# EXERCISE INPUT
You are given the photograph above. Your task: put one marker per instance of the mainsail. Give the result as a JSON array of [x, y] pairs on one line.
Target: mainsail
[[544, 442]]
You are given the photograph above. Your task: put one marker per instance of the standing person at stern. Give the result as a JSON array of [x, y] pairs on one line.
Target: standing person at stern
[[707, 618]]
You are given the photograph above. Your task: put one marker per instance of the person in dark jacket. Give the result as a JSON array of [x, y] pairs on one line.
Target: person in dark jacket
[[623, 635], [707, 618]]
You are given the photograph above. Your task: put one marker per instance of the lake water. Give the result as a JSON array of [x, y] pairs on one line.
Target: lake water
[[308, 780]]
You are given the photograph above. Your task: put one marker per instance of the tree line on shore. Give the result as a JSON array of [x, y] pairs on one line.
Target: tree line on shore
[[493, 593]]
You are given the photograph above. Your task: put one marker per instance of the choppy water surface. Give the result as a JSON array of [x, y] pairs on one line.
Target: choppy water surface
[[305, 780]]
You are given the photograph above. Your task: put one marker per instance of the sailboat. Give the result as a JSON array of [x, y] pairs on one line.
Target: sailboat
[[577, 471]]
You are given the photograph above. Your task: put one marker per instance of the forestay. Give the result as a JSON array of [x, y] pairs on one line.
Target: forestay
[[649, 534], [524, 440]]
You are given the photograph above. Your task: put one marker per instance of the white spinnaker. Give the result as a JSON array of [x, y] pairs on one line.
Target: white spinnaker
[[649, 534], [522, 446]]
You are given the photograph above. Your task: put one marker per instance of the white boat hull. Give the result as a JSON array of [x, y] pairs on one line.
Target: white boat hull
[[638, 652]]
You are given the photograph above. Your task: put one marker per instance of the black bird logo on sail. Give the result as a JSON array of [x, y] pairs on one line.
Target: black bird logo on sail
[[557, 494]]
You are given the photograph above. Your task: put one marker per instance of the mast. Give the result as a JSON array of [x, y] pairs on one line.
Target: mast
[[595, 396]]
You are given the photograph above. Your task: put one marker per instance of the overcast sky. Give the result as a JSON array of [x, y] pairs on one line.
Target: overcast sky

# EXERCISE DIRECTIONS
Set out the entries once more, word for word.

# EXERCISE ANSWER
You are given the photograph above. Your task: put one marker per instance of the mainsail. Give the result as a JSON array of [x, y] pairs on one line.
Target: mainsail
[[544, 442]]
You are given the photograph above. Your task: put one marker per instance of the standing person at stern. Give the result as a JSON array of [x, y] pairs on one line.
Target: standing person at stern
[[707, 618]]
You are given the photograph above. Your task: put one marker per instance of the person in dark jacket. Give the result as a JSON array of [x, y] pairs on one line.
Target: person in dark jacket
[[623, 635], [707, 618]]
You are given the photograph above. Your task: put one marker per instance of the lake water. Give the result as a JSON array of [x, y] pairs on one line.
Target: lake water
[[308, 780]]
You are given the photograph above. Your task: put one marker per instance of the tree line on shore. Give the result as a JSON array of [x, y] pairs on one line.
Target: tree line on shore
[[493, 593]]
You are given the photograph above. Your task: put one marker per instance of the choppy water surface. Give the result as a JSON array of [x, y] pairs on one line.
Target: choppy water surface
[[305, 780]]
You are given the photograph above. Your task: put one marker per instance of the sailboat. Give the result as a JSON array of [x, y] pairs on one line.
Target: sailboat
[[577, 471]]
You are given the photograph above. Your task: put one marker per instance of the forestay. Give the result as a JSON array of [x, y] pairs on one line.
Target: forestay
[[649, 534], [524, 440]]
You are given the photograph above. Your task: put one marker per instance of the white spinnaker. Give the result as a JSON array of [x, y] pairs on one line.
Target: white spinnaker
[[649, 534], [522, 446]]
You are given the photograph above. Your task: put one marker per instance of the white boat hull. Give the result as a JSON array of [x, y] pairs on one line.
Target: white boat hull
[[638, 652]]
You are given the photograph above. Your task: put one marker per instance of the black bird logo on sail. Give the result as a JSON array of [x, y] pairs on one line.
Target: black bird logo on sail
[[557, 494]]
You are given the photograph above. Your task: put one marker per instance of the mast. Give the result as a JSON array of [x, y] pairs on one line.
Target: mast
[[595, 396]]
You are given the photograph above. Your task: put one marker per instance of the overcast sky. Give the result as a JSON array of [x, y] pairs on one line.
Target: overcast sky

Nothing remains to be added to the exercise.